_The problem_
In this exercise, the data must be written out exactly.
=-=-=
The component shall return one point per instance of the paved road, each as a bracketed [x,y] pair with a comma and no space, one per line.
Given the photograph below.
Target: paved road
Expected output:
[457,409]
=-=-=
_Problem solution_
The component shall return one point per instance of the paved road, each as a bracketed [x,y] pair with a comma and no space, one per line.
Given the photograph below.
Target: paved road
Expected output:
[457,409]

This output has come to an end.